*Your instructions*: Please pick out each line of the data that contains the string "door". Case counts.

*Material to process*:
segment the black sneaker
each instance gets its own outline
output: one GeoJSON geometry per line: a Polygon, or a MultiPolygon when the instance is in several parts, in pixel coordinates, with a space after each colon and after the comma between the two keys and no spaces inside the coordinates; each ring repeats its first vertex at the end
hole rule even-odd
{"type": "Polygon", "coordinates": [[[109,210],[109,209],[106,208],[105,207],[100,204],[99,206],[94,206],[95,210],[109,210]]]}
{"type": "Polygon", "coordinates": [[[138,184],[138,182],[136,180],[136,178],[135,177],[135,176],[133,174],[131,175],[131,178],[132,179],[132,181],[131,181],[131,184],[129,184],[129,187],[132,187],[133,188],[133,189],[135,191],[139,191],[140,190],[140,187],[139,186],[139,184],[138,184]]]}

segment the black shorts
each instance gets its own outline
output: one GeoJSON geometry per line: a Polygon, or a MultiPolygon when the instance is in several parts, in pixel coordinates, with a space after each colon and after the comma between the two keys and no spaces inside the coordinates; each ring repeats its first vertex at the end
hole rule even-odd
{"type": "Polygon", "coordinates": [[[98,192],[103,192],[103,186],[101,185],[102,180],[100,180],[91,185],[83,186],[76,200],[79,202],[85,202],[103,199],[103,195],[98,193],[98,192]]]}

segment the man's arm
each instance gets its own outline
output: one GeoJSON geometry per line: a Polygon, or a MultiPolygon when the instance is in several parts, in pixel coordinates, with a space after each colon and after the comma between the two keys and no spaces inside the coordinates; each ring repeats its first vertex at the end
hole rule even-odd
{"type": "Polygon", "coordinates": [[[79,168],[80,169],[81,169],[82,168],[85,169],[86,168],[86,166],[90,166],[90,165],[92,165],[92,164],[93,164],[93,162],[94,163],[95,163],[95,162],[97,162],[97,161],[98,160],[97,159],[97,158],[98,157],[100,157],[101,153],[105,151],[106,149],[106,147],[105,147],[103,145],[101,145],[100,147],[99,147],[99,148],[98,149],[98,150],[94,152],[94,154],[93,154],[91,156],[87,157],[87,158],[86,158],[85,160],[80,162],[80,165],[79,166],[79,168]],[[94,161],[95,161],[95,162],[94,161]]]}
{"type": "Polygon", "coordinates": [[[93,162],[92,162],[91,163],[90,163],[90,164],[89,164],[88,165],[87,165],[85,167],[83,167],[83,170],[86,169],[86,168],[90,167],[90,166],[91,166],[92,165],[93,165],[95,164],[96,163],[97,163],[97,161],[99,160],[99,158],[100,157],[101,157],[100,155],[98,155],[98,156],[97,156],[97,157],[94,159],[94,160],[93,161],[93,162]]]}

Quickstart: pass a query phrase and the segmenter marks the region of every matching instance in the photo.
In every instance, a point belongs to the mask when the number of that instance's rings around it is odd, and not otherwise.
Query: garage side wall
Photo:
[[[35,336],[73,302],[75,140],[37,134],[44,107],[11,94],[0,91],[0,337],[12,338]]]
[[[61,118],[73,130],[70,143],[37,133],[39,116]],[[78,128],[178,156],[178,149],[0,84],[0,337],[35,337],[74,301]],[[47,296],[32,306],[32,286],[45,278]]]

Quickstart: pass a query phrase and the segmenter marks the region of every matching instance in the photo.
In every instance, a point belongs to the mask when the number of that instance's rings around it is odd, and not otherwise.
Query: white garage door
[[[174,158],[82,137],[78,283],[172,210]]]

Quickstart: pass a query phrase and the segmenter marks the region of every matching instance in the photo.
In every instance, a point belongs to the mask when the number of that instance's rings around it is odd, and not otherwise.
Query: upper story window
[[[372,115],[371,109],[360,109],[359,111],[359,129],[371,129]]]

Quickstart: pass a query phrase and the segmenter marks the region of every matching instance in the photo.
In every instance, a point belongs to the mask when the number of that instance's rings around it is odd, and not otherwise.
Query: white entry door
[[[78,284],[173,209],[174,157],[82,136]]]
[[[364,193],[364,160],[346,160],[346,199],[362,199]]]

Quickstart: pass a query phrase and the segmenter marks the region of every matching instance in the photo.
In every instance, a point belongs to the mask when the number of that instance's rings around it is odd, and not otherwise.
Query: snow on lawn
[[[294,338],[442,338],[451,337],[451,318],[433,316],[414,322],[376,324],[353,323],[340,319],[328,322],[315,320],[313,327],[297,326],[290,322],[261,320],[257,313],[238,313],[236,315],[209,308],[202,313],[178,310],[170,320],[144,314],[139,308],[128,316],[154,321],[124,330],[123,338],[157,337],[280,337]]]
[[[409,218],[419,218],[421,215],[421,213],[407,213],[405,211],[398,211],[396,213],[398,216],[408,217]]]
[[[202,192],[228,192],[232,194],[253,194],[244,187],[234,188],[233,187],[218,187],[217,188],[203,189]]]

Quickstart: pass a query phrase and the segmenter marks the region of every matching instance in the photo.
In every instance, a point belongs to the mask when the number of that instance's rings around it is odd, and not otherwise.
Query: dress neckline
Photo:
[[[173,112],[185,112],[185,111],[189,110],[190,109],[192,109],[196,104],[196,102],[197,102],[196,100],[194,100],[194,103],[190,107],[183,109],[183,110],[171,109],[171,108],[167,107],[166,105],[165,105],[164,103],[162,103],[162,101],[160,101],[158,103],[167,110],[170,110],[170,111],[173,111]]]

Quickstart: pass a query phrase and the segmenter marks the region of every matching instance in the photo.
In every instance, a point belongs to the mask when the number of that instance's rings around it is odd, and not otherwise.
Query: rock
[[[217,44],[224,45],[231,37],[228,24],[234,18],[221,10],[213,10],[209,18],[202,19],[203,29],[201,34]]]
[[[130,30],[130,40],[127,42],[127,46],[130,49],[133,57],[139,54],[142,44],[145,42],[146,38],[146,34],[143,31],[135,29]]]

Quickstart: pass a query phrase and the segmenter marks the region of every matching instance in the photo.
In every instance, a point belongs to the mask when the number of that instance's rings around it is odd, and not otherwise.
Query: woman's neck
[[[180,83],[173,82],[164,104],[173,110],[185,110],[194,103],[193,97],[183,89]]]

*Output of the task*:
Query: white garage door
Query: white entry door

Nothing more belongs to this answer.